_Requirement_
Repeat the listing below in full, keeping every character as it is.

_Record extracts_
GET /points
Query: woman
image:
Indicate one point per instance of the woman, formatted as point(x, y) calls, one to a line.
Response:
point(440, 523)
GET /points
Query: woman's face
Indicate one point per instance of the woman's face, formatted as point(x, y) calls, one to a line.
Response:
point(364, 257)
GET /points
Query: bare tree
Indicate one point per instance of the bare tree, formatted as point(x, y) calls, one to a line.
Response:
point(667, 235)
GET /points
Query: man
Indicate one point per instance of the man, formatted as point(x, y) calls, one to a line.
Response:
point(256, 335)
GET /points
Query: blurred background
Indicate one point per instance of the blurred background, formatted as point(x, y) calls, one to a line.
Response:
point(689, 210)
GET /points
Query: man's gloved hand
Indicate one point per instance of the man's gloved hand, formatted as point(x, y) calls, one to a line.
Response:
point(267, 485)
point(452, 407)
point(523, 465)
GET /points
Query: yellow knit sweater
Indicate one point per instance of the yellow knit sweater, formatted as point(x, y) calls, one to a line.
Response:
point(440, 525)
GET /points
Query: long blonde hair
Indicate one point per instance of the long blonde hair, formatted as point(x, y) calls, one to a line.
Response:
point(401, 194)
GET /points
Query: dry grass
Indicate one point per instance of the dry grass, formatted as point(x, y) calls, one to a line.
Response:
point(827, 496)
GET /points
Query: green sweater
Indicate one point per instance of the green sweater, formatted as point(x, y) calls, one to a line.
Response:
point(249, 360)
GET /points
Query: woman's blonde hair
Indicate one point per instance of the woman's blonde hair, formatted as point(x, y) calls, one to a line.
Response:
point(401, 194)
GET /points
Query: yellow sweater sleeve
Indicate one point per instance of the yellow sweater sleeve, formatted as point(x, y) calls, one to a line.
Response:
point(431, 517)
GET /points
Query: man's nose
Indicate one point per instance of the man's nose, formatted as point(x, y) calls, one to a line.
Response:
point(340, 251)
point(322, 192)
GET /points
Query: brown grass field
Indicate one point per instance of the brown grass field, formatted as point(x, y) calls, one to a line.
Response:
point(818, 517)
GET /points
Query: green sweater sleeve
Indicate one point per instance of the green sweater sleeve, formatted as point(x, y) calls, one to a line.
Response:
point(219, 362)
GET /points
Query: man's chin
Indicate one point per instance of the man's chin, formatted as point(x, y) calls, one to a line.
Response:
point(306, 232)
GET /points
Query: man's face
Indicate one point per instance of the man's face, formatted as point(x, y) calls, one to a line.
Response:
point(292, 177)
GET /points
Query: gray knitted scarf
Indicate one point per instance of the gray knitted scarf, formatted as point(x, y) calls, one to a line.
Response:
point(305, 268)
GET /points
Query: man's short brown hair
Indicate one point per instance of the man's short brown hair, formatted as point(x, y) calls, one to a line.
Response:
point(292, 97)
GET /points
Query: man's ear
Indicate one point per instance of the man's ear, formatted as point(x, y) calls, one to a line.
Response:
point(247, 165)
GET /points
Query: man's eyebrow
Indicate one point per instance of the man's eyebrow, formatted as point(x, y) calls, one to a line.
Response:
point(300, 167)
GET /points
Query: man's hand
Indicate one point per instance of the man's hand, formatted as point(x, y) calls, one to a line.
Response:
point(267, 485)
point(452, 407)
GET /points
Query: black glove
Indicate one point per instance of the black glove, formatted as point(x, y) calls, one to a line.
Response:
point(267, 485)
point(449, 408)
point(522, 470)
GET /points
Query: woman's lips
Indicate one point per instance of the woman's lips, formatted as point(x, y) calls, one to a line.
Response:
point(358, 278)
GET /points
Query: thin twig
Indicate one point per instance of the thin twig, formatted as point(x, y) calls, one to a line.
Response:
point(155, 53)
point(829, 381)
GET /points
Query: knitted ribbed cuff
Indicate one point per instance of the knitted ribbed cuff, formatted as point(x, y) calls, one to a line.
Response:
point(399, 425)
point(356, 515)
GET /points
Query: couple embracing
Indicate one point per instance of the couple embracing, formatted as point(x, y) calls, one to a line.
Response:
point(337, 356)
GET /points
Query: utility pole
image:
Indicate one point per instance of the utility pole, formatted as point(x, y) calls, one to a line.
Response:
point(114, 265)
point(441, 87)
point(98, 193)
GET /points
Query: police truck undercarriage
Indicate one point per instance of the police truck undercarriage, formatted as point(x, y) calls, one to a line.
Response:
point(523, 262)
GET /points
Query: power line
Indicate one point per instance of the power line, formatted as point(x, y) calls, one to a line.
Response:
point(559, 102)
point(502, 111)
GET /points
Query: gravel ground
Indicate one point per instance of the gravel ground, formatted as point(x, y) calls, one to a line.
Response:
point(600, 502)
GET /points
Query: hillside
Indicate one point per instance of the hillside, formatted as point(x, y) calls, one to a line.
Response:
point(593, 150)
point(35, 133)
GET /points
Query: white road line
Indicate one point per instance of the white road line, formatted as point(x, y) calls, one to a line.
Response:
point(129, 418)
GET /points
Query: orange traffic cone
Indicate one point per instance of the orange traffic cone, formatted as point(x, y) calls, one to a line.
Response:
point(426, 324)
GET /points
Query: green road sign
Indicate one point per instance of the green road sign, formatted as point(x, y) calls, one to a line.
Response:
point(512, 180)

_Result of the exercise_
GET /points
Query: woman
image:
Indicate one point per instance of the woman, formatted as point(x, y) calls, one to a line.
Response:
point(440, 523)
GET /points
Query: woman's face
Indicate one point per instance of the woman's face, formatted as point(x, y) calls, one to a line.
Response:
point(364, 257)
GET /points
Query: bare tree
Indicate one point per instance of the bare tree, formatted as point(x, y) calls, one to a line.
Response:
point(667, 235)
GET /points
Query: man
Indicate one point per instance of the man, formatted as point(x, y) calls, one to a line.
Response:
point(256, 335)
GET /points
Query: blurred background
Indicate one point per instance of the blurred background, formatted as point(x, y) calls, one to a line.
Response:
point(689, 210)
GET /points
Query: man's gloved hand
Indicate one point per instance of the man's gloved hand, formatted as point(x, y) calls, one to a line.
Response:
point(267, 485)
point(452, 407)
point(523, 465)
GET /points
Query: yellow knit sweater
Indicate one point per instance of the yellow knit sweater, formatted as point(x, y) calls, one to a line.
Response:
point(440, 525)
GET /points
Query: long blonde hair
Indicate one point per instance of the long blonde hair, formatted as point(x, y) calls, one to a line.
Response:
point(401, 194)
GET /points
Query: dry grass
Indicate one point per instance of the dry grass, formatted as point(x, y) calls, one to a line.
Response:
point(827, 496)
GET /points
Query: green sweater
Indicate one point per instance of the green sweater, formatted as point(x, y) calls, one to a line.
Response:
point(249, 360)
GET /points
Query: woman's blonde hair
Indicate one point per instance of the woman's blonde hair, formatted as point(x, y) calls, one to a line.
Response:
point(401, 194)
GET /points
Query: yellow sweater sleeve
Indicate one point per instance of the yellow sweater sleeve, formatted as point(x, y) calls, one to a line.
Response:
point(431, 517)
GET /points
Query: man's nose
Indicate one point per instance of the man's nose, formatted as point(x, y) calls, one to a line.
Response:
point(340, 251)
point(322, 192)
GET /points
Query: brown grass field
Indicate one point per instance of the brown grass field, formatted as point(x, y) calls, one to a line.
Response:
point(818, 517)
GET /points
Query: green sweater sleeve
Indicate one point per instance of the green sweater sleeve, formatted as point(x, y) calls, one to a line.
Response:
point(219, 362)
GET /points
Query: man's chin
Indicate one point per instance of the man's chin, formatted as point(x, y) calls, one to a line.
Response:
point(306, 232)
GET /points
Query: man's face
Indicate one point per instance of the man's face, formatted as point(x, y) calls, one to a line.
Response:
point(292, 177)
GET /points
Query: gray knitted scarf
Indicate one point per instance of the gray knitted scarf, formatted as point(x, y) calls, one to a line.
Response:
point(305, 268)
GET /points
Query: man's short brown hair
Indicate one point per instance of the man's short brown hair, formatted as point(x, y) calls, one to a line.
Response:
point(292, 97)
GET /points
Query: man's ear
Indicate one point per instance of the man's ear, formatted as point(x, y) calls, one to a line.
Response:
point(247, 165)
GET /points
Query: man's eyebrow
Indicate one point per instance of the man's eyebrow, formatted as point(x, y) calls, one to a line.
Response:
point(300, 167)
GET /points
Query: man's hand
Indicate one point per instance of the man's hand, formatted as point(x, y) calls, one to a line.
Response:
point(267, 485)
point(452, 407)
GET /points
Query: black glove
Indicate one point per instance of the black glove, formatted as point(x, y) calls, one to a line.
Response:
point(267, 485)
point(449, 408)
point(522, 470)
GET /points
Query: woman's lips
Indicate one point per instance of the woman's lips, formatted as point(x, y) calls, one to a line.
Response:
point(358, 278)
GET /points
Query: thin twig
Indicate one point per instance of the thin twig, formatted as point(x, y) calls, one to a line.
Response:
point(155, 53)
point(829, 381)
GET /points
Query: knitted ribbed cuff
Indicate one point per instance of the knitted ribbed cuff, formatted as point(x, y) calls, one to a line.
Response:
point(399, 425)
point(356, 515)
GET /points
Query: couple embracing
Indicate one point per instance of the couple embracing, formatted as point(x, y) calls, one to a line.
Response:
point(337, 356)
GET /points
Query: utility pole
image:
Indicate one point per instance of the utility pole, formatted as point(x, y) calls, one to a line.
Response:
point(114, 265)
point(441, 87)
point(98, 193)
GET /points
Query: police truck undercarriage
Indicate one point per instance of the police truck undercarriage, formatted as point(x, y) calls, one to a line.
Response:
point(523, 262)
GET /points
Query: power line
Indicate one point per instance of the power line, formatted as point(x, y) calls, one to a line.
Response:
point(559, 102)
point(502, 111)
GET /points
Query: gravel ground
Indicate one point per instance of the gravel ground, formatted as point(x, y) calls, one to a line.
Response:
point(600, 502)
GET /points
Query: hillside
Indicate one point per instance of the hillside, formatted as point(x, y) calls, one to a line.
Response:
point(593, 150)
point(35, 133)
GET /points
Query: white road line
Indicate one point per instance of the white road line, formatted as point(x, y) calls, one to a line.
Response:
point(129, 418)
GET /points
Query: orange traffic cone
Indicate one point per instance of the orange traffic cone, formatted as point(x, y) calls, one to a line.
Response:
point(426, 324)
GET /points
Query: green road sign
Indicate one point per instance of the green road sign, formatted as point(x, y) calls, one to a line.
Response:
point(512, 180)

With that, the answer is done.